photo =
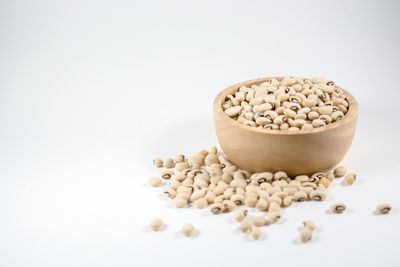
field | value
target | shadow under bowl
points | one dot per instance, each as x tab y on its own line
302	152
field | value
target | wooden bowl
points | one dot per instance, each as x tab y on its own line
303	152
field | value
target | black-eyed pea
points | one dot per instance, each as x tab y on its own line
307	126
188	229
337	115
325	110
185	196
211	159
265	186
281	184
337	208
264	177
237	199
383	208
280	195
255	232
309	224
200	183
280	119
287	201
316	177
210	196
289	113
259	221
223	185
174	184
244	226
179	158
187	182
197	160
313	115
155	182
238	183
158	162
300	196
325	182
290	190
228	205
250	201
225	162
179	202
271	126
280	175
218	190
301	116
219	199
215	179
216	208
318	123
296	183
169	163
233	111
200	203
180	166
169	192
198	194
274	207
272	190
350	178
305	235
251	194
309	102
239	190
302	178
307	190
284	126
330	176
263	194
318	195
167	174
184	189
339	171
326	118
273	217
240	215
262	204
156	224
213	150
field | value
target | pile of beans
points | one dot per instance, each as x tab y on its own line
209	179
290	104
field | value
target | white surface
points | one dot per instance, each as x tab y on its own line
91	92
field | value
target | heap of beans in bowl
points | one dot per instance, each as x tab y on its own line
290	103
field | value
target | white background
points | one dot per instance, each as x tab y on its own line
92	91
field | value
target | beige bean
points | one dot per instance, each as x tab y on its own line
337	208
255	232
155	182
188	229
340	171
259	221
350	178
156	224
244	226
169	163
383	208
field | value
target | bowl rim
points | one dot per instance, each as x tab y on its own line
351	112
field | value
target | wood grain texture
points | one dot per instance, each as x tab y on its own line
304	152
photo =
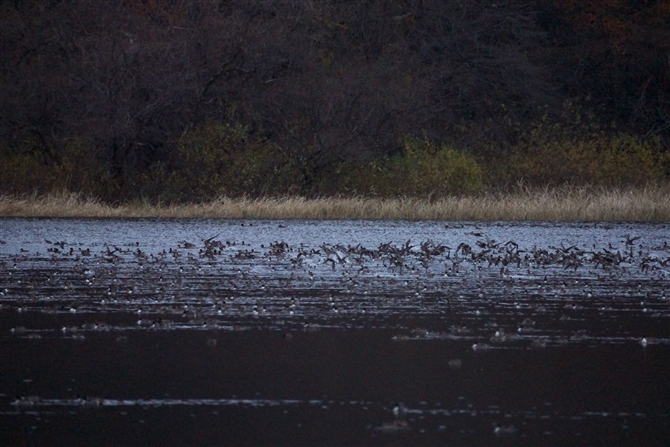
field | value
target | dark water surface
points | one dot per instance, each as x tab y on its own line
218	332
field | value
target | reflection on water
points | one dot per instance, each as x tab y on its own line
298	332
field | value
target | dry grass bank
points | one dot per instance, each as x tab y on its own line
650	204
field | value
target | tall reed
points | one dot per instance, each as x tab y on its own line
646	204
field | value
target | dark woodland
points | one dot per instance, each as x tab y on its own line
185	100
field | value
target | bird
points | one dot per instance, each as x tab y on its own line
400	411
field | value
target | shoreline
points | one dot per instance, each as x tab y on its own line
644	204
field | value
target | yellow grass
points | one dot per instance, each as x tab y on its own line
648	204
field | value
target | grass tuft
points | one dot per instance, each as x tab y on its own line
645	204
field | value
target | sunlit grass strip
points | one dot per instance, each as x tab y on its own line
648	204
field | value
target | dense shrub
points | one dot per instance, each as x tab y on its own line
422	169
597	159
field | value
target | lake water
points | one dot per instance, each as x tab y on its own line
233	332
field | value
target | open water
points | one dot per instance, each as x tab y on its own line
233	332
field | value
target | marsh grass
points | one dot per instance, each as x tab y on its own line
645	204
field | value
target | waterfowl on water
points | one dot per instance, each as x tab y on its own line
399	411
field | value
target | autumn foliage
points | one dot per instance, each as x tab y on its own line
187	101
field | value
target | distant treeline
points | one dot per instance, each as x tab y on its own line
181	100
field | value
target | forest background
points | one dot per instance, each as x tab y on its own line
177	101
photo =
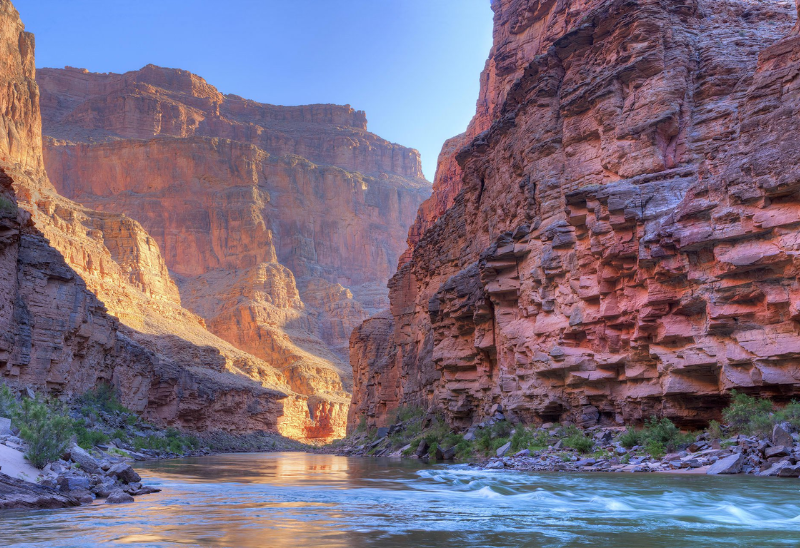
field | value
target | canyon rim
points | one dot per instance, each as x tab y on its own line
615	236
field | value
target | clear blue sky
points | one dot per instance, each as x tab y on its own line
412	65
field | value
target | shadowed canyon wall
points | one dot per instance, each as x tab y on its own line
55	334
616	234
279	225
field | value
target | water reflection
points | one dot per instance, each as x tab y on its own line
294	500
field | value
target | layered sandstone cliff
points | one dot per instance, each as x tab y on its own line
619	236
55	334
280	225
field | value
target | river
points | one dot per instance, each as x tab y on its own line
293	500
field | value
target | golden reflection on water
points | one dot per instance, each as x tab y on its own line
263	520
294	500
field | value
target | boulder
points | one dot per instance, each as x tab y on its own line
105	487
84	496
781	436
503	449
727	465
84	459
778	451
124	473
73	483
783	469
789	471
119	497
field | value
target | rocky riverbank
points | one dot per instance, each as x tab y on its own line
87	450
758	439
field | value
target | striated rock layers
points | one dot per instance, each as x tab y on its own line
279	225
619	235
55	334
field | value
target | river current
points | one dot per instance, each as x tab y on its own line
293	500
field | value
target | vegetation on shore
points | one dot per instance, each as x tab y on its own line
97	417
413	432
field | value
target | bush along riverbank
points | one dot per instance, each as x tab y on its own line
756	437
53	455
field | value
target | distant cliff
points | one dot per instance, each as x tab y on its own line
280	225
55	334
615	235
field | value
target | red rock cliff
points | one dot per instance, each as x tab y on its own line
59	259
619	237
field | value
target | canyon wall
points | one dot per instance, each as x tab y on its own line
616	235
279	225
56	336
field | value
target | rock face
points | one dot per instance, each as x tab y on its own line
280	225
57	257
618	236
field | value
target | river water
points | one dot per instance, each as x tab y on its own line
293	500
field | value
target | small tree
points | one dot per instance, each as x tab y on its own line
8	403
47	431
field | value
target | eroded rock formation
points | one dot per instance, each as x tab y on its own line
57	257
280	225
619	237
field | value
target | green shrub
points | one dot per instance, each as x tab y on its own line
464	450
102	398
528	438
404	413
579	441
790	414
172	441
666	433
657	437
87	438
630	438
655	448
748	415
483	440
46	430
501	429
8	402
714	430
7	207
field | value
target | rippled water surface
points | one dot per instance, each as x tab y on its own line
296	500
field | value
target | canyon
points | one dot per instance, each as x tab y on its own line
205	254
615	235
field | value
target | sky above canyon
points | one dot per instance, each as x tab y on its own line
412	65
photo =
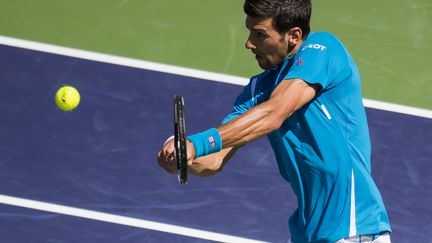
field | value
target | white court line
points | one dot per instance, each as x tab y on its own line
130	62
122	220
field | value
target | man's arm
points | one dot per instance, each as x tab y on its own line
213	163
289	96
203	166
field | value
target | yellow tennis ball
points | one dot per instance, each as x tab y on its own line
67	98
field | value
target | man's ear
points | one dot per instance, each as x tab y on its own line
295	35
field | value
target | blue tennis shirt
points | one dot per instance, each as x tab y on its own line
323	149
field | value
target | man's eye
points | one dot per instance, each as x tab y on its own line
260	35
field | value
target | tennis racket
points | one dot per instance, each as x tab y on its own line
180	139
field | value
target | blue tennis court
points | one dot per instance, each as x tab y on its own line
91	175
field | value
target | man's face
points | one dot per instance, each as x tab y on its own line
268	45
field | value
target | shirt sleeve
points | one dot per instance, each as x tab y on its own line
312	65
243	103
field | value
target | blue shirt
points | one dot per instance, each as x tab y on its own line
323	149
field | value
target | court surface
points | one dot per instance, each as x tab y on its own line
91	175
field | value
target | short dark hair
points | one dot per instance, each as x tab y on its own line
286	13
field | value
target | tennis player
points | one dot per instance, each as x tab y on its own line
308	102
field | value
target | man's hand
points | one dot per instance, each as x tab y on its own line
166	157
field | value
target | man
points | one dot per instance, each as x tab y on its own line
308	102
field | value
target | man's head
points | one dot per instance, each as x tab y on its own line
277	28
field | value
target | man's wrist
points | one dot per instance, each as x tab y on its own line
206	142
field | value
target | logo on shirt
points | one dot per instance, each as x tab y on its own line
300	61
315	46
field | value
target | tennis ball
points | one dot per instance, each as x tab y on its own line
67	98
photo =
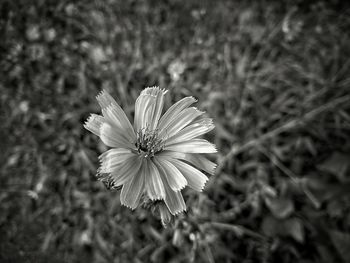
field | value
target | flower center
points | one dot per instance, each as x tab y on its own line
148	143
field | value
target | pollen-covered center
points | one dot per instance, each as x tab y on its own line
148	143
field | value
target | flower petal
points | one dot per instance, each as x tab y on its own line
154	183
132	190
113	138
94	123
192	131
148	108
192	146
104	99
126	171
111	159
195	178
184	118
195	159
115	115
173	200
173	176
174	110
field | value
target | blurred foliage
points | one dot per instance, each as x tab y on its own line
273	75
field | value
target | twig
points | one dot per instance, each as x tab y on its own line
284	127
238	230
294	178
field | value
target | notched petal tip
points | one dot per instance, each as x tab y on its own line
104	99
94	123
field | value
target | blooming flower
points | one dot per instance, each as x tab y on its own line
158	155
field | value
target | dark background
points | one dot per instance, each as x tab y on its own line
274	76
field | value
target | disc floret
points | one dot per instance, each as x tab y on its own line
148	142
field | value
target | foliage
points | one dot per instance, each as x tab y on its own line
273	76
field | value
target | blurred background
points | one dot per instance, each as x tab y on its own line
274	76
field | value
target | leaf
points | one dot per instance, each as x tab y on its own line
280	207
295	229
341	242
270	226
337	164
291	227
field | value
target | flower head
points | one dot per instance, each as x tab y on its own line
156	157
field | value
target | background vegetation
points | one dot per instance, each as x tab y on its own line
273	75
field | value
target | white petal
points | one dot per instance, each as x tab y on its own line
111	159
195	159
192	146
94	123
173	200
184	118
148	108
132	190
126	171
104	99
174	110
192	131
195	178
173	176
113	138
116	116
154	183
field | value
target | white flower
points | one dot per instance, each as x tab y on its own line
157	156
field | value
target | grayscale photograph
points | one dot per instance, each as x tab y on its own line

### Problem statement
Copy every line of the records above that contains "wall".

### Result of this task
target | shadowed canyon wall
target | canyon wall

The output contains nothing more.